++++ Data shown ++++

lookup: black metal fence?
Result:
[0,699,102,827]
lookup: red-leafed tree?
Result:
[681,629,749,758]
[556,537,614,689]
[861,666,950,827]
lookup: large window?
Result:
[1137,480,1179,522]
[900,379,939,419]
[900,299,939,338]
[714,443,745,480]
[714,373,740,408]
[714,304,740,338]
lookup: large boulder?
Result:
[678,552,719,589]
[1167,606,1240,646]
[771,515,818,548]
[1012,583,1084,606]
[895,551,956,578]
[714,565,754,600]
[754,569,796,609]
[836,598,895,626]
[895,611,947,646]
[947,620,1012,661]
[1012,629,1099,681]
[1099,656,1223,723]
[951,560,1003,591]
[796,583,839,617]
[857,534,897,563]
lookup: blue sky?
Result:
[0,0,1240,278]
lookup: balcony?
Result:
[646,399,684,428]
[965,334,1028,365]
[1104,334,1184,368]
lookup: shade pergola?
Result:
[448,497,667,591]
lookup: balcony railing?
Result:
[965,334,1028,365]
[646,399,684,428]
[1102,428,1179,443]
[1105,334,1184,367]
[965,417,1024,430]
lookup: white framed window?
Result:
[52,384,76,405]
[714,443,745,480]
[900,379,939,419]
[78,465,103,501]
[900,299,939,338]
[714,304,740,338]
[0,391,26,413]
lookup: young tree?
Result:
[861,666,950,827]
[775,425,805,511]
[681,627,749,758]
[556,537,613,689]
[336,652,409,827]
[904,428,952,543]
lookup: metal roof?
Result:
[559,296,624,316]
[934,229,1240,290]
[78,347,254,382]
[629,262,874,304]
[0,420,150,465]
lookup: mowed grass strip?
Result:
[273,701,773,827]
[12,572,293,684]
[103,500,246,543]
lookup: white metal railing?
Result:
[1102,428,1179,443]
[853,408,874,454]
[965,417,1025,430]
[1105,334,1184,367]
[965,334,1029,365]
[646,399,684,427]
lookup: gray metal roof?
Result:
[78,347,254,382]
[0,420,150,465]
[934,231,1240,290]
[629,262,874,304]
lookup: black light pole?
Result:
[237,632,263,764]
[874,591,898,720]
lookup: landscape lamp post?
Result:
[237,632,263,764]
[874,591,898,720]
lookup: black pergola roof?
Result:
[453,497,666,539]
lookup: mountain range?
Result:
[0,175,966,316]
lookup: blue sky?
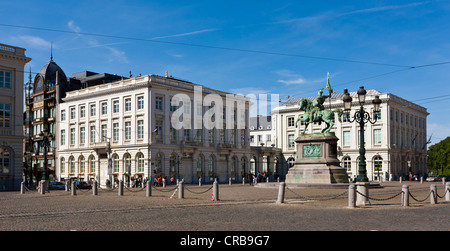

++++

» Problem:
Update every line of the records above by replacing "balcony" with "terrace" and changing nothing else. Leave the pictures out of your answer.

» Written answer:
lookup: black metal fence?
Result:
[0,699,102,827]
lookup: red-leafed tree?
Result:
[681,629,749,758]
[556,537,614,689]
[861,666,950,827]
lookup: large window?
Result:
[1137,480,1179,522]
[900,379,939,419]
[900,299,939,338]
[714,443,745,480]
[714,373,740,408]
[714,304,740,338]
lookup: large boulder?
Result:
[678,552,719,589]
[1167,606,1240,646]
[771,515,818,548]
[1012,583,1084,606]
[895,551,956,578]
[714,565,754,600]
[754,569,796,609]
[836,598,895,626]
[895,611,947,646]
[947,620,1012,661]
[1012,629,1099,681]
[1099,656,1223,723]
[951,560,1003,591]
[796,583,839,617]
[857,534,897,563]
lookup: blue sky?
Result:
[0,0,1240,278]
lookup: terrace?
Result:
[646,399,684,428]
[965,334,1028,365]
[1104,334,1184,368]
lookup: shade pergola?
Result:
[448,497,667,591]
lookup: terrace railing?
Result:
[965,334,1028,365]
[646,399,684,428]
[1102,428,1179,443]
[1105,334,1184,367]
[965,417,1024,430]
lookup: white framed window?
Result:
[52,384,76,405]
[714,443,745,480]
[900,379,939,419]
[78,465,103,501]
[900,299,939,338]
[714,304,740,338]
[0,391,26,413]
lookup: young tree?
Result:
[861,666,950,827]
[775,425,805,511]
[681,627,749,758]
[556,537,613,689]
[336,652,409,827]
[904,428,952,543]
lookup: metal roof?
Result:
[559,296,624,316]
[934,229,1240,290]
[78,347,254,382]
[629,262,874,304]
[0,420,150,465]
lookup: mowed grass strip?
Result:
[273,701,773,827]
[12,572,293,684]
[103,500,246,543]
lookup: white metal railing?
Result:
[1102,428,1179,443]
[853,408,874,454]
[965,417,1025,430]
[1105,334,1184,367]
[965,334,1029,365]
[646,399,684,427]
lookup: gray metal roof?
Result:
[78,347,254,382]
[0,420,150,465]
[934,231,1240,290]
[629,262,874,304]
lookup: black light pole?
Result:
[237,632,263,764]
[874,591,898,720]
lookup: landscape lamp post?
Result:
[237,632,263,764]
[874,591,898,720]
lookup: black pergola roof?
Result:
[453,497,666,539]
lookup: mountain range?
Result:
[0,175,966,316]
lookup: blue sky?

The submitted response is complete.